*Exercise objective*.
Rewrite the part of the material that opens with the line containing "of the cypress" and runs through the end, swapping "roadside shrub" for "hedge" and leaving everything else as it is.

● ● ● ●

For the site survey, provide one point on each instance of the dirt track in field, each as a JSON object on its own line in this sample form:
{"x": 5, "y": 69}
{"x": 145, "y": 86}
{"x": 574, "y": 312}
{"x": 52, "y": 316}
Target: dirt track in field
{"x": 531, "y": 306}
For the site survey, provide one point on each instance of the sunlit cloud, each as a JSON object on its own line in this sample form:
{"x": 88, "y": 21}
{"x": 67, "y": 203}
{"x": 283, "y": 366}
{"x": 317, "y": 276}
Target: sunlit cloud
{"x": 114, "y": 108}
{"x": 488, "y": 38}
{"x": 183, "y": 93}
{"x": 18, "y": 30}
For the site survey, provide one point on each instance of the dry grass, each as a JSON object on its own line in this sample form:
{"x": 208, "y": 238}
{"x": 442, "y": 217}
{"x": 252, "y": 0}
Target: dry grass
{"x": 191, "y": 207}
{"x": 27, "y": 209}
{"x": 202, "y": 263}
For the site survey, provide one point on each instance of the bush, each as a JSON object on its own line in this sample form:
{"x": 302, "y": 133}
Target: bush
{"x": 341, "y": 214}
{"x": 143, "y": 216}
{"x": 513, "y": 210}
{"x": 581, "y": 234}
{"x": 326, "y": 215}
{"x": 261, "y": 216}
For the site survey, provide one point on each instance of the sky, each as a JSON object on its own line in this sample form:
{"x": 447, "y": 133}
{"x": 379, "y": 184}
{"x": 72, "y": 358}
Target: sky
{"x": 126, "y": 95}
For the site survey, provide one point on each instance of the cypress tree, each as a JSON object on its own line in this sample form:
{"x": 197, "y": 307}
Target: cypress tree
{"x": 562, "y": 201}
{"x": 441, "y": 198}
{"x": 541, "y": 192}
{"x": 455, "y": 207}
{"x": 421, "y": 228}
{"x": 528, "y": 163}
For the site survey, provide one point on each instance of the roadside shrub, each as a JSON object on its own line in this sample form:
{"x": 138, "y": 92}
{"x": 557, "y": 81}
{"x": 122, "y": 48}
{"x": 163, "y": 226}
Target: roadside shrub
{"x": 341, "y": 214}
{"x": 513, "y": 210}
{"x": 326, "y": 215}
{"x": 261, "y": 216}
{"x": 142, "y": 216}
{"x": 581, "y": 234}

● ● ● ●

*Task solution*.
For the site survey, provide one point on each instance of the cypress tree, each as a JSON object on its own line in this sample form:
{"x": 197, "y": 307}
Target: cypress tree
{"x": 562, "y": 201}
{"x": 441, "y": 198}
{"x": 541, "y": 192}
{"x": 455, "y": 207}
{"x": 421, "y": 228}
{"x": 528, "y": 163}
For the site survey, provide one point on each instance of the hedge, each as a JSON object on its own line in this sample form:
{"x": 138, "y": 92}
{"x": 557, "y": 81}
{"x": 122, "y": 48}
{"x": 163, "y": 226}
Target: hedge
{"x": 341, "y": 214}
{"x": 513, "y": 210}
{"x": 326, "y": 215}
{"x": 261, "y": 216}
{"x": 142, "y": 216}
{"x": 581, "y": 234}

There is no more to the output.